- [Extract to read]:
##########

See [EMBEDDING.md](EMBEDDING.md) for the API surface and bindings contract Sparkless maintainers need.

### 4.4 Risks

- **Schema round-trip**: PySpark/Sparkless types ↔ Polars ↔ Arrow; ensure nullability and types align
- **Performance**: PyO3 overhead vs. native Python Polars; benchmark
- **Error handling**: Rust errors → Python exceptions with useful messages

---

## Phase 5: Test Conversion (2–3 weeks)

**Goal**: Run Sparkless parity tests against robin-sparkless backend.

- [x] Fixture converter produces robin-sparkless fixtures from Sparkless expected_outputs (join, window, withColumn, union, distinct, drop, dropna, fillna, limit, withColumnRenamed; output to `tests/fixtures/converted/` with `--output-subdir`)
- [x] Identify tests that use only supported ops; run those first (run `make sparkless-parity` with `SPARKLESS_EXPECTED_OUTPUTS` set when Sparkless repo available)
- [x] CI: `make sparkless-parity` runs converted tests (converter when path set, then `cargo test pyspark_parity_fixtures`; parity discovers `tests/fixtures/` and `tests/fixtures/converted/`)
- [x] Target: 50+ tests passing on robin-sparkless (93 hand-written passing; document in [SPARKLESS_PARITY_STATUS.md](SPARKLESS_PARITY_STATUS.md); add converted when Sparkless expected_outputs used)
- [x] Document which tests fail and why (missing function, semantic difference) in [SPARKLESS_PARITY_STATUS.md](SPARKLESS_PARITY_STATUS.md); fixtures can use `skip: true` + `skip_reason`

---

## Phase 6: Broad Function Parity (8–12 weeks)

**Goal**: Implement remaining high-usage functions from PYSPARK_FUNCTION_MATRIX.

### 6.1 Array Functions (Phase 6a done)

- [x] `array`, `array_contains`, `array_join`, `array_max`, `array_min`
- [x] `array_size`, `array_sort`, `element_at`, `explode`
- [x] `array_slice`, `size` (alias for array_size)
- [x] `array_position`, `array_remove`, `posexplode` (implemented via Polars list.eval; Rust + Python)
- [x] `array_repeat`, `array_flatten` (Phase 8; implemented via Expr::map UDFs)
- [x] `array_exists`, `array_forall`, `array_filter`, `array_transform`, `array_sum`, `array_mean` (list.eval / list_any_all)
- [ ] `aggregate` (array_aggregate; optional follow-up)

### 6.2 Map Functions ✅ (Phase 8)

- Map represented as `List(Struct{key, value})`. **Phase 8 completed**: `create_map` (as_struct + concat_list), `map_keys`/`map_values` (list.eval + struct.field_by_name), `map_entries` (identity), `map_from_arrays` (zip UDF).

##########

- [Provided information]:
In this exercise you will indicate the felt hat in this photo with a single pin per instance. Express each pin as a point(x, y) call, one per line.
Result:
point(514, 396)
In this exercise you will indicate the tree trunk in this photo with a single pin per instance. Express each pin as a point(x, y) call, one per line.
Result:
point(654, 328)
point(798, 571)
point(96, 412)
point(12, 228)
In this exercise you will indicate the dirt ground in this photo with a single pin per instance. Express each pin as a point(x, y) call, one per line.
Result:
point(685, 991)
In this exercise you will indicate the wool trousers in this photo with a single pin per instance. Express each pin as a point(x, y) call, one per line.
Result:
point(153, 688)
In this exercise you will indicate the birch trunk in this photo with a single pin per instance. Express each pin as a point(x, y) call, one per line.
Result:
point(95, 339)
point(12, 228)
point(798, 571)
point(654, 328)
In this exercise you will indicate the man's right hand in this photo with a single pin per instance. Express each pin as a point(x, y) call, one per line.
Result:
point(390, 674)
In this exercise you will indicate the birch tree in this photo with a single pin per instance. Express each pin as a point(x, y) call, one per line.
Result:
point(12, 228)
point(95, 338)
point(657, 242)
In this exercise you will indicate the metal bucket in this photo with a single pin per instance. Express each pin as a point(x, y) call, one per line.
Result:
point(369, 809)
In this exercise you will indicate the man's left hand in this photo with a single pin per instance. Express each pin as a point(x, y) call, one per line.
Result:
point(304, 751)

##########

- [Exercise requirements]: Reproduce the part of the project roadmap between "- [x] Identify" and "functions from PYSPARK_FUNCTION_MATRIX.", inclusive.

- [The result]:
- [x] Identify tests that use only supported ops; run those first (run `make sparkless-parity` with `SPARKLESS_EXPECTED_OUTPUTS` set when Sparkless repo available)
- [x] CI: `make sparkless-parity` runs converted tests (converter when path set, then `cargo test pyspark_parity_fixtures`; parity discovers `tests/fixtures/` and `tests/fixtures/converted/`)
- [x] Target: 50+ tests passing on robin-sparkless (93 hand-written passing; document in [SPARKLESS_PARITY_STATUS.md](SPARKLESS_PARITY_STATUS.md); add converted when Sparkless expected_outputs used)
- [x] Document which tests fail and why (missing function, semantic difference) in [SPARKLESS_PARITY_STATUS.md](SPARKLESS_PARITY_STATUS.md); fixtures can use `skip: true` + `skip_reason`

---

## Phase 6: Broad Function Parity (8–12 weeks)

**Goal**: Implement remaining high-usage functions from PYSPARK_FUNCTION_MATRIX.